**The exercise**
Can you copy every entry below word for word, leaving the pictures out of your answer?

* Start Task input *

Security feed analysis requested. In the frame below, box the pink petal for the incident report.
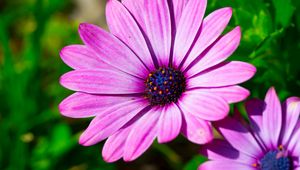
[123,0,172,66]
[187,27,241,76]
[178,90,229,121]
[182,7,232,70]
[172,0,188,27]
[60,45,113,69]
[173,0,207,67]
[198,160,256,170]
[281,97,300,144]
[216,117,262,158]
[187,61,256,88]
[193,86,250,103]
[262,87,282,148]
[123,109,161,161]
[102,124,133,162]
[157,103,182,143]
[59,92,141,118]
[246,99,272,148]
[106,0,155,70]
[179,106,213,144]
[200,139,257,165]
[79,99,147,146]
[79,23,149,78]
[60,69,144,94]
[287,122,300,157]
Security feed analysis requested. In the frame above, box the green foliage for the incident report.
[0,0,300,170]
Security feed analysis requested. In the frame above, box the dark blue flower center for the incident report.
[260,150,291,170]
[145,67,186,105]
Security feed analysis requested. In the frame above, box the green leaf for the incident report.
[184,155,207,170]
[272,0,295,27]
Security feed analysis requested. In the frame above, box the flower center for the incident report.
[145,67,186,105]
[260,147,291,170]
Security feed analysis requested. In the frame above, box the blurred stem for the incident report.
[153,142,183,170]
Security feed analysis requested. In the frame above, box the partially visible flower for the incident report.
[59,0,256,162]
[199,88,300,170]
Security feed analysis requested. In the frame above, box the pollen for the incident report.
[145,67,186,105]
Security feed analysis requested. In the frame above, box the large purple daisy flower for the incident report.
[199,88,300,170]
[59,0,256,162]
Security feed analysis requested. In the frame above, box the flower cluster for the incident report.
[59,0,299,169]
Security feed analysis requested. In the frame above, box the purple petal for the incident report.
[187,61,256,88]
[60,69,144,94]
[287,122,300,157]
[200,139,256,165]
[262,87,282,148]
[216,117,262,158]
[187,27,241,76]
[79,23,149,78]
[123,0,172,66]
[193,86,250,103]
[179,7,232,70]
[246,99,272,148]
[106,0,155,70]
[178,90,229,121]
[60,45,113,70]
[173,0,207,67]
[172,0,188,27]
[198,160,256,170]
[281,97,300,144]
[180,107,213,144]
[124,109,162,161]
[79,99,147,146]
[59,92,140,118]
[102,124,133,162]
[157,103,182,143]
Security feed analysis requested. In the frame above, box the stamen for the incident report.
[145,67,186,105]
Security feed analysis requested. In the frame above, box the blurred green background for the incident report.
[0,0,300,170]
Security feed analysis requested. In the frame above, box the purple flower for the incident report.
[199,88,300,170]
[59,0,256,162]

* End Task input *

**Expected answer**
Security feed analysis requested. In the frame below, box the pink petal for the incident report.
[123,0,172,66]
[187,27,241,76]
[178,90,229,121]
[182,7,232,70]
[172,0,188,27]
[60,45,113,69]
[173,0,207,67]
[198,160,256,170]
[281,97,300,144]
[216,117,262,158]
[187,61,256,88]
[193,86,250,103]
[262,87,282,148]
[123,109,161,161]
[102,124,133,162]
[157,103,182,143]
[59,92,141,118]
[246,99,272,148]
[106,0,155,70]
[179,106,213,144]
[200,139,257,165]
[79,99,147,146]
[79,23,149,78]
[60,69,144,94]
[287,122,300,157]
Security feed analysis requested. In the frame above, box the green foliage for the incident report.
[0,0,300,170]
Security feed analysis requested. In the frame above, box the dark blue flower center for the incident report.
[260,150,291,170]
[145,67,186,105]
Security feed analysis requested. In the frame above, box the green leaf for the incident report.
[184,155,207,170]
[272,0,295,27]
Security feed analysis requested. In the frame above, box the flower center for the incident report.
[145,67,186,105]
[260,147,291,170]
Security feed analysis requested. In the frame above, box the blurred stem for the incident report.
[153,142,183,170]
Security feed analysis requested. In the frame above, box the partially visible flower for the incident report.
[59,0,256,162]
[199,88,300,170]
Security feed analysis requested. In the frame above, box the pollen for the incident report.
[145,67,186,105]
Security feed analysis requested. In the frame above, box the large purple daisy flower for the incident report.
[199,88,300,170]
[59,0,256,162]
Security feed analysis requested. In the frame above, box the flower cluster for the incident report.
[59,0,299,169]
Security feed analysis requested. In the frame above, box the purple petal for the incident report.
[187,61,256,88]
[60,69,144,94]
[287,122,300,157]
[200,139,256,165]
[262,87,282,148]
[216,117,262,158]
[187,27,241,76]
[79,23,149,78]
[123,0,172,66]
[193,86,250,103]
[179,7,232,70]
[246,99,272,148]
[106,0,155,70]
[178,90,229,121]
[60,45,113,70]
[173,0,207,67]
[172,0,188,27]
[198,160,256,170]
[281,97,300,144]
[180,107,213,144]
[124,109,162,161]
[79,99,147,146]
[59,92,140,118]
[102,124,133,162]
[157,103,182,143]
Security feed analysis requested. In the frame above, box the stamen for the incident report.
[145,67,186,105]
Security feed analysis requested. In the frame above, box the blurred green background for the incident report.
[0,0,300,170]
Security feed analysis requested. In the frame above, box the purple flower for the incident report.
[199,88,300,170]
[59,0,256,162]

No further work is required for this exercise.